Donnerstag, Juni 15, 2006

Ganz wechtigi Rotschläg

1. If you are choking on an ice cube, don't panic! Simply pour a cup of boiling water down your throat and presto! The blockage will be almost instantly removed.

2. Are you clumsy? Avoid cutting yourself while slicing vegetables by getting someone else to hold them while you chop away.

3. Avoid arguments with the Mrs about lifting the toilet seat by simply using the sink.

4. For high blood pressure sufferers: just cut yourself and bleed for afew minutes, thus reducing the pressure in your veins.

5. A mousetrap, placed on top of your alarm clock, will prevent you from rolling over and going back to sleep after you hit the snooze button.

6. If you have a bad cough, take a large dose of laxatives, then you
will be afraid to cough.


More questions? Just ask Dr. Murane!!

15 Comments:

At 2:42 nachm., Juni 15, 2006, Blogger EmmaK said...

Wonderful tips Dr Murane! I have one too: cover your arms in nail polish. The protective coating will prevent mosquitos from biting you. It also acts as a handy sunscreen.

 
At 6:00 vorm., Juni 16, 2006, Blogger Keshi said...

LOL soooooo funny! Loved all of em, especially

****Avoid arguments with the Mrs about lifting the toilet seat by simply using the sink.


hahahaha!


Keshi.

 
At 12:07 nachm., Juni 16, 2006, Blogger Die Muräne said...

Great tip Dr. Kaufmann. Thanks. But I will need someone who also paints my back with the nail polish. I need full body protection!

 
At 12:11 nachm., Juni 16, 2006, Blogger Die Muräne said...
+ + + +
= Instruction 1 =
In the tips post, what will a mousetrap placed on top of an alarm clock prevent, according to tip 5?

= Provided records =
+ + + +
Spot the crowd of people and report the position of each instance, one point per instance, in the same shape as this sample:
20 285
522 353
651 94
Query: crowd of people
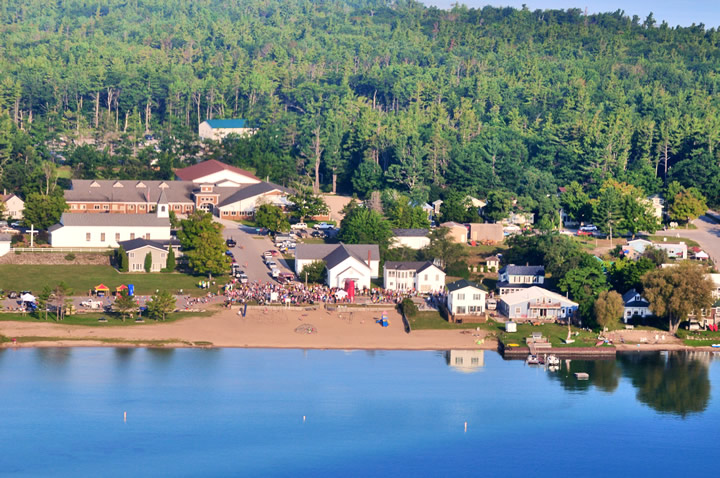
296 293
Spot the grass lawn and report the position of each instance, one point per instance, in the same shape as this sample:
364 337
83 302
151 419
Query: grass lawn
432 319
82 278
91 319
675 240
556 333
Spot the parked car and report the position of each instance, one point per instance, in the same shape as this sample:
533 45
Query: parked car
322 226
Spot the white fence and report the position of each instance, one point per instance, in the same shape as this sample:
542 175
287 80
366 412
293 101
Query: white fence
60 249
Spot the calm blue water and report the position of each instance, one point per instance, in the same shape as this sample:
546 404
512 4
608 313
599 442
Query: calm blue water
236 412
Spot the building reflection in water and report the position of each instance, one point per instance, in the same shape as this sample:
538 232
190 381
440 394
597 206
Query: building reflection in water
467 361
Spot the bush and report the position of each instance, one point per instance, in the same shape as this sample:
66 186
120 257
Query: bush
458 269
408 307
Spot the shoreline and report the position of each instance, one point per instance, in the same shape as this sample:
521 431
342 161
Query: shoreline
333 330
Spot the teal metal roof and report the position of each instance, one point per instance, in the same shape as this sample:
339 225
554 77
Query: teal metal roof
231 123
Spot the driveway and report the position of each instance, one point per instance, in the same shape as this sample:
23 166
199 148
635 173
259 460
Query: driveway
249 249
707 235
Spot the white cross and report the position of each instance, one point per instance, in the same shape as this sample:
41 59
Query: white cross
32 232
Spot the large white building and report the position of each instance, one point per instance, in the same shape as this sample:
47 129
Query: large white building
536 303
217 129
344 263
465 297
424 277
108 230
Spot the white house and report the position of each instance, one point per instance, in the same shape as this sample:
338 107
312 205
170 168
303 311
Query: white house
412 238
5 241
244 202
358 263
465 297
512 278
536 303
423 277
635 305
13 206
108 230
216 173
217 129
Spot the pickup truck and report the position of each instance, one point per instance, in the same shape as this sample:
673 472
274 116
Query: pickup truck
322 226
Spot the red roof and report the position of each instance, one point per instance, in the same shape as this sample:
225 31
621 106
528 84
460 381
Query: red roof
196 171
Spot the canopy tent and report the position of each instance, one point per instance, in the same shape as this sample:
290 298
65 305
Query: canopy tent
102 289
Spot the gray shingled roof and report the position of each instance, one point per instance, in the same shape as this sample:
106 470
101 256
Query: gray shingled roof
108 219
133 244
407 265
410 232
322 251
512 269
248 192
110 190
462 283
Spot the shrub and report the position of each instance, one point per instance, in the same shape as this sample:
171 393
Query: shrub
408 307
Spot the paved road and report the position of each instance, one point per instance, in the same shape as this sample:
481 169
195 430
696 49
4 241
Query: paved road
249 249
707 235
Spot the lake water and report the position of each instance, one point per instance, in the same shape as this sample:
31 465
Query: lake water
239 412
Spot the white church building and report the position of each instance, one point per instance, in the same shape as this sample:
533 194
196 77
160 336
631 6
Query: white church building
108 230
+ + + +
= Instruction 2 =
Shift every point coordinate in the answers of the records by adding 106 to each number, and write those lines out again with the requests included. Begin at the line of the records that has "Spot the red" and continue through the last line of the records.

= Full answer 1 =
It will prevent you from rolling over and going back to sleep after you hit the snooze button.

= Full answer 2 =
Spot the red roof and report the position of each instance, one point per instance, in the same shape as this sample:
225 31
621 106
528 84
460 381
Query: red roof
302 277
Spot the canopy tent and report the position of each instance, one point per instance, in the same shape as this sample:
290 298
65 305
Query: canopy tent
208 395
Spot the gray shingled roof and report the position of each instance, one point per instance, in the same shape as this sample:
106 470
101 256
Query: gray shingled roof
214 325
239 350
513 371
516 338
428 357
618 375
354 298
216 296
568 389
Spot the shrub and report the position of each instance, one point per instance, in the same shape as this sample:
171 393
Query: shrub
514 413
Spot the paved road and report the position of each instance, one point per instance, in the same shape as this sample:
481 169
195 430
696 49
4 241
Query: paved road
355 355
813 341
Spot the lake water and report the position of each instance, one point per instance, in the same shape as this sample:
31 465
Query: lake water
345 518
Spot the white church building and report the position of each instance, one point per instance, in the same shape as this sample:
533 194
196 77
160 336
631 6
Query: white church building
214 336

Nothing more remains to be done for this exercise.